EXCERPT
----

Reputation: 419
I have a specific programming question concerning R. I want to apply a custom function over a whole data set, but the values in the function should change compared to what group it belongs to. Here is a dataset that is similar to the one i'm working with
set.seed(123)
df <- data.frame(group = c(rep("one", 10), rep("two", 9), rep("three", 11)),
slot = c(1:10, 1:9, 1:11),
x = sample(100, 30))
And the function
RI_fun <- function(x, y) {
((x - y)/ y) * 100
}
The real dataset is larger but the structure is the same. A little info on the real dataset: It is a series of measurements(slots) on a sample (group) where i want the first measurement (slot == 1) to be y in the custom function (RI_fun)
i want to make a new column that is the output of the custom function where x = df$x and y is the x value where df$slot == 1 to each group.
I have tried to make a for loop, but without success. My idea was to make the y value an if else statement where it checked for df$group and applied df$x where slot == 1 and group == group that has just been checked.
Here is my attemp:
for (i in seq_along(df$group)) {
RI[i] = RI_fun(x = df$x[i],
y = (ifelse(df$group == df$group[i],
df$x[df$slot == 1 & df$group == df$group[i]],
NA)))
However the output is:
[1] 0.00000 172.41379 41.37931 196.55172 213.79310 -82.75862 72.41379 186.20690 75.86207 44.82759 NA
[12] NA NA NA NA NA NA NA NA NA NA NA
[23] NA NA NA NA NA NA NA NA
When i manually checked what the output should be, it showed that the for-loop is correct up to [11] where it doesn't work anymore. I've tried some other for-loops that are similar to this one, but this is the one where i got closest to the desired output.
Any help you got would be appreciated. If i wasn't clear enough, please ask and i'll try to make it more clear.
Upvotes: 1
Views: 429
Reputation: 5776
Great question, and nicely formatted with reproducible example! Kudos!
In R, you generally don't need to bother using loops. R is inherently vectorized, so we can express ourselves in terms of vectors. Moving along to data.frames, the idea is the same, and adding the package dplyr
, we get some easy functionality.
First, I demonstrate what you want:
library(dplyr)
df %>% group_by(group) %>%
mutate(y=x[slot==1])
as.data.frame(.Last.value)

----

ENTRIES SHOWN
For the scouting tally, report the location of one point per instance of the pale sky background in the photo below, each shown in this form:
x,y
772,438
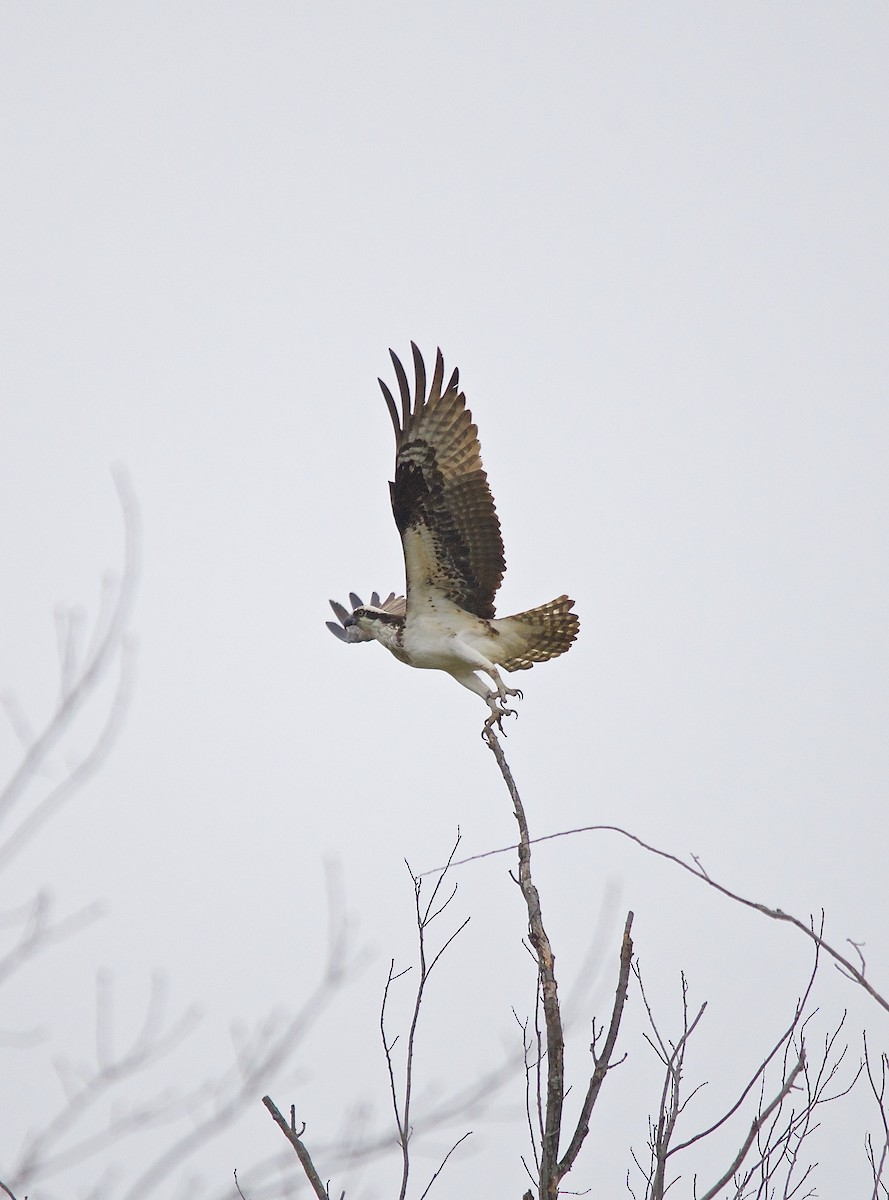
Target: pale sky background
x,y
654,239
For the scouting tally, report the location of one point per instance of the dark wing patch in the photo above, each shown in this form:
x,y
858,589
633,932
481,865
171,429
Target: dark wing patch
x,y
440,497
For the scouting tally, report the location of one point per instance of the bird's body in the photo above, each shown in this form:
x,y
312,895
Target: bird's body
x,y
454,555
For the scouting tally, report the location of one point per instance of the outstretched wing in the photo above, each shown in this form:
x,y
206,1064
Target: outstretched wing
x,y
440,496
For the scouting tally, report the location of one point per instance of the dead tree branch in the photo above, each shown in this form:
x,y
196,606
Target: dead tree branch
x,y
551,1168
844,964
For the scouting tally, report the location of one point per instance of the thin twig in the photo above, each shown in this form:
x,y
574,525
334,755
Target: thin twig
x,y
602,1061
548,985
289,1132
844,964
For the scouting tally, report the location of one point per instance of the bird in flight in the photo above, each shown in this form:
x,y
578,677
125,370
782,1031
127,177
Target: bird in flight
x,y
454,558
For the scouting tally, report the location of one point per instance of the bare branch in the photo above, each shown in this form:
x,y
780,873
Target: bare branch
x,y
857,975
289,1132
757,1125
77,685
602,1062
546,969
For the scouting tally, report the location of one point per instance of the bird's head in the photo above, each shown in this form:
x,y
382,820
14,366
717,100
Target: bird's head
x,y
367,622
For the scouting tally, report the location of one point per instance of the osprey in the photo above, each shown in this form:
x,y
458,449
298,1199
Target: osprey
x,y
454,558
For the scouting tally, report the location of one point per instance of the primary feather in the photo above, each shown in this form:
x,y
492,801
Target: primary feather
x,y
454,557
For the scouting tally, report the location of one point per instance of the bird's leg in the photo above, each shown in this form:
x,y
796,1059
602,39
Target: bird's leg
x,y
503,691
498,711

----

TO DO
A. Print the passage of the R forum thread starting at "In R, you generally" and ending at "some easy functionality.", copying it word for word.
B. Pick up the R forum thread about applying a function per group right after its last line and keep writing it.

TASK-BY-TASK ANSWERS
A.
In R, you generally don't need to bother using loops. R is inherently vectorized, so we can express ourselves in terms of vectors. Moving along to data.frames, the idea is the same, and adding the package dplyr
, we get some easy functionality.

B.
group slot x y
1 one 1 30 30
2 one 2 72 30
3 one 3 88 30
4 one 4 5 30
5 one 5 55 30
6 one 6 42 30
7 one 7 11 30
8 one 8 53 30
9 one 9 73 30
10 one 10 87 30
11 two 1 52 52
12 two 2 82 52
13 two 3 78 52
14 two 4 59 52
15 two 5 12 52
16 two 6 95 52
17 two 7 1 52
18 two 8 70 52
19 two 9 66 52
20 three 1 69 69
21 three 2 79 69
22 three 3 80 69
23 three 4 21 69
24 three 5 94 69
25 three 6 75 69
26 three 7 25 69
27 three 8 15 69
28 three 9 74 69
29 three 10 31 69
30 three 11 43 69
So, we can confirm that we get the correct x
and y
values. Try to remove the line group_by
and see what happens.
Satisfied that we are obtaining the relevant x
and y
values, plug in your function:
df %>% group_by(group) %>%
mutate(RI=RI_fun(x, x[slot==1]))
If you did try to remove the group_by
line, you got an error. That's because mutate
wants to use a value, either 1 for the entire vector (column) or a value per element in the column. So what happens if you have multiple slots == 1 per group? Well, you'll have to decide how to deal with the deviation from your requirements.
EDIT:
The reason your for-loop isn't working as expected is due to the ifelse
at y. Simply replace with
for (i in seq_along(df$group)) {
RI[i] = RI_fun(x = df$x[i],
y = df$x[df$slot == 1 & df$group == df$group[i]])
}
and it should work just fine.
This is due to ifelse
is vectorized; for each element in the test (first) argument (df$group == df$group[i]
) it returns the corresponding element in either the yes (second) or no (third) element.
Upvotes: 1
Reputation: 1094
The problem is with the ifelse statement. When you call ifelse(df$group == df$group[i] ...), it returns false as soon as df$group[i] != df$group[1]; it returns the result of the very first comparison. You don't need the ifelse, as far as I can see. The following code worked for me (though you should do the manual check to make sure that it's correct).
df <- data.frame(group = c(rep("one", 10), rep("two", 9), rep("three", 11)),
slot = c(1:10, 1:9, 1:11),
x = sample(100, 30))
RI_fun <- function(x, y) {
((x - y)/ y) * 100
}
RI <- rep(NA, 30)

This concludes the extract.